## THE EXERCISE
Reproduce the material from its start up to and including the line that contains "39 85 47 115", substituting "Searches" for every "Scans" and leaving everything else unchanged. Omit the pictures from your answer.

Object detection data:
══════

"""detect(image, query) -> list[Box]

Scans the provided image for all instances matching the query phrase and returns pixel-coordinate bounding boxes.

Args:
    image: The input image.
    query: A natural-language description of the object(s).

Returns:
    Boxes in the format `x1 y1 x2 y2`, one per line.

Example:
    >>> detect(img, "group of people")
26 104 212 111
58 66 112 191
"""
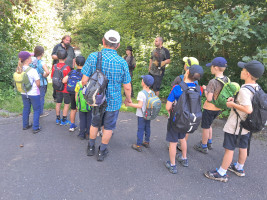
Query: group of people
18 30 264 182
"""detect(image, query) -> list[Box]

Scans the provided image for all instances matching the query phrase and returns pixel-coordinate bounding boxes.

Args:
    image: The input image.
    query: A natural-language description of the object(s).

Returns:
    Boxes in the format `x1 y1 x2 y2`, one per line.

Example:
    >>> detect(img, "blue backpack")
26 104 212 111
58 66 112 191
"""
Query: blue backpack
67 70 83 94
142 90 161 120
30 58 47 86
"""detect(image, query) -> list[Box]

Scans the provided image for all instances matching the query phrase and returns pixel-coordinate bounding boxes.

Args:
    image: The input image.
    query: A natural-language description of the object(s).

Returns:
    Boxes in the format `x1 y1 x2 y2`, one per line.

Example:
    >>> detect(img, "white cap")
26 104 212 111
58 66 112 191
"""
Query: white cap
104 30 121 43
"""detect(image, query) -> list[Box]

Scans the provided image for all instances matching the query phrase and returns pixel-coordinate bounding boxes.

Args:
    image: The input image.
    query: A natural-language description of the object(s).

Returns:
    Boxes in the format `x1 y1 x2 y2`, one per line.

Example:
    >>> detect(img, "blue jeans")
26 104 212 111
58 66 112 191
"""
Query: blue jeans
79 110 92 138
21 94 41 130
137 117 150 146
39 85 47 115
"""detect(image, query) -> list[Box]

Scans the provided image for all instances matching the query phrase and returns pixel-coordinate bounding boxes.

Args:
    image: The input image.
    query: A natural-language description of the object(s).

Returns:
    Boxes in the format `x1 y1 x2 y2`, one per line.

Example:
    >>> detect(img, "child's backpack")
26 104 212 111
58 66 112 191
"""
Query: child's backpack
211 77 240 109
169 81 202 133
67 70 83 94
30 58 47 85
13 67 32 93
83 52 108 106
76 82 91 112
234 85 267 156
52 64 67 91
238 85 267 133
142 90 161 120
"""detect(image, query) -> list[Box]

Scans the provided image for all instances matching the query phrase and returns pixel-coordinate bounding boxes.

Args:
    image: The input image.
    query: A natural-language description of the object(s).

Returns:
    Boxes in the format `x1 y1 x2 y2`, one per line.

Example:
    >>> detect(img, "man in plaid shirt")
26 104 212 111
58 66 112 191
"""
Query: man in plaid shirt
82 30 132 161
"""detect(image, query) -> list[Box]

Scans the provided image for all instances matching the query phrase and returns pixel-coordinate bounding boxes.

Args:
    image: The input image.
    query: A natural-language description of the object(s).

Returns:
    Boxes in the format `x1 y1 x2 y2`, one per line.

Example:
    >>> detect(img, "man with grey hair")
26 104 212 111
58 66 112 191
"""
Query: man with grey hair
149 37 171 96
82 30 132 161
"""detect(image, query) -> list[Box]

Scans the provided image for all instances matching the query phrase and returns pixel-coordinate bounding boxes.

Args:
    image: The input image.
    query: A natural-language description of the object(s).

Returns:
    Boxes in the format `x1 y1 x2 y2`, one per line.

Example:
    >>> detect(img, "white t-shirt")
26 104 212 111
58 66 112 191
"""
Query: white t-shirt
21 66 40 96
136 90 151 117
223 84 258 135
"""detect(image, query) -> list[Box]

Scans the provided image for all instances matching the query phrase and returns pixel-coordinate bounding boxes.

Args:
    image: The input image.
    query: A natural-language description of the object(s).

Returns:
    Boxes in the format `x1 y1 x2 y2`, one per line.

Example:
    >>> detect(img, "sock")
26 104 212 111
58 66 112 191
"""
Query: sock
62 116 67 122
235 162 244 170
89 139 95 147
217 167 227 176
100 143 108 151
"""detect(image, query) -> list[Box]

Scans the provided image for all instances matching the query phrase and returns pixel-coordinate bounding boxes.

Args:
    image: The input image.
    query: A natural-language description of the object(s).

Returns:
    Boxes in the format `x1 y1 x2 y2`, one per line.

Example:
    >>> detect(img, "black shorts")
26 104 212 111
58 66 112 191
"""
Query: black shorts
57 91 70 104
223 132 250 151
149 73 163 92
201 109 221 129
166 126 186 142
70 94 76 110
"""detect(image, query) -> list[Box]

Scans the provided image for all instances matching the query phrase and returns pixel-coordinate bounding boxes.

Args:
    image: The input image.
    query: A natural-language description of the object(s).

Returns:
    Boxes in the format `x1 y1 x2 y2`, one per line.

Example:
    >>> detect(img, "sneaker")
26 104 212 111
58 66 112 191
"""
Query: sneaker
60 119 70 126
40 112 49 118
204 169 228 183
207 143 213 150
23 124 32 131
56 119 61 125
165 161 178 174
86 142 95 156
142 142 150 148
228 163 246 176
132 144 142 152
194 142 208 154
97 146 108 162
69 123 77 132
177 154 188 167
32 127 41 134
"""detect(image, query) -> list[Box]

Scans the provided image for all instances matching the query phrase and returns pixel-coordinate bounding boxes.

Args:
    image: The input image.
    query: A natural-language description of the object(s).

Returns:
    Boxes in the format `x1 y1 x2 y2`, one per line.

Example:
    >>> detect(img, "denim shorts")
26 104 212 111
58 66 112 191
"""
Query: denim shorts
166 126 186 142
92 110 119 130
223 132 250 151
57 91 70 104
201 109 221 129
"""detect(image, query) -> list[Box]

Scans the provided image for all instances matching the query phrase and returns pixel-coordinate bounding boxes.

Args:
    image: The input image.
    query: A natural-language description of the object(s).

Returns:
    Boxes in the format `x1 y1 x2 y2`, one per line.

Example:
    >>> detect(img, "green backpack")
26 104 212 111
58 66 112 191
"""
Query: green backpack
214 77 240 109
76 82 91 112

══════

## EXPECTED OUTPUT
"""detect(image, query) -> list[Box]

Searches the provided image for all instances matching the query phrase and returns pixel-coordinate bounding boxes.

Args:
    image: The input image.
    query: A natural-language description of the object(s).

Returns:
    Boxes in the format `x1 y1 x2 y2`, one per line.

Example:
    >>> detect(img, "group of people")
26 104 212 111
58 66 112 191
"""
Query: group of people
18 30 264 182
"""detect(image, query) -> list[Box]

Searches the provided image for all instances matching the query phrase and returns pixel-coordinate bounding boxes.

Args:
    image: The input image.
    query: A natural-language description of the object(s).

Returns:
    Boxes in the format `x1 y1 x2 y2`, one per line.

Example:
    >>> detect(img, "blue backpack")
26 104 212 111
58 66 112 191
"""
Query: blue backpack
67 70 83 94
142 90 161 120
30 58 47 86
"""detect(image, query) -> list[Box]

Searches the provided image for all instances matching the query phrase and returns pixel-coordinate bounding boxes.

Args:
    image: The input image.
    query: A natural-language description of the object(s).

Returns:
    Boxes in the format `x1 y1 x2 y2`, one per line.

Example:
    >>> detect(img, "white cap")
26 104 212 111
58 66 112 191
"""
Query: white cap
104 30 121 43
"""detect(image, query) -> list[Box]

Searches the provided image for all instances matching the query phrase and returns pixel-coordinate bounding boxes.

Args:
    image: The input image.
    query: A natural-language description of the object(s).

Returns:
    Boxes in the format `x1 y1 x2 y2`, one per line.

Example:
    >>> detect(img, "blue jeans")
26 104 212 111
58 66 112 191
"""
Query: blue jeans
79 110 92 138
21 94 41 130
137 117 150 146
39 85 47 115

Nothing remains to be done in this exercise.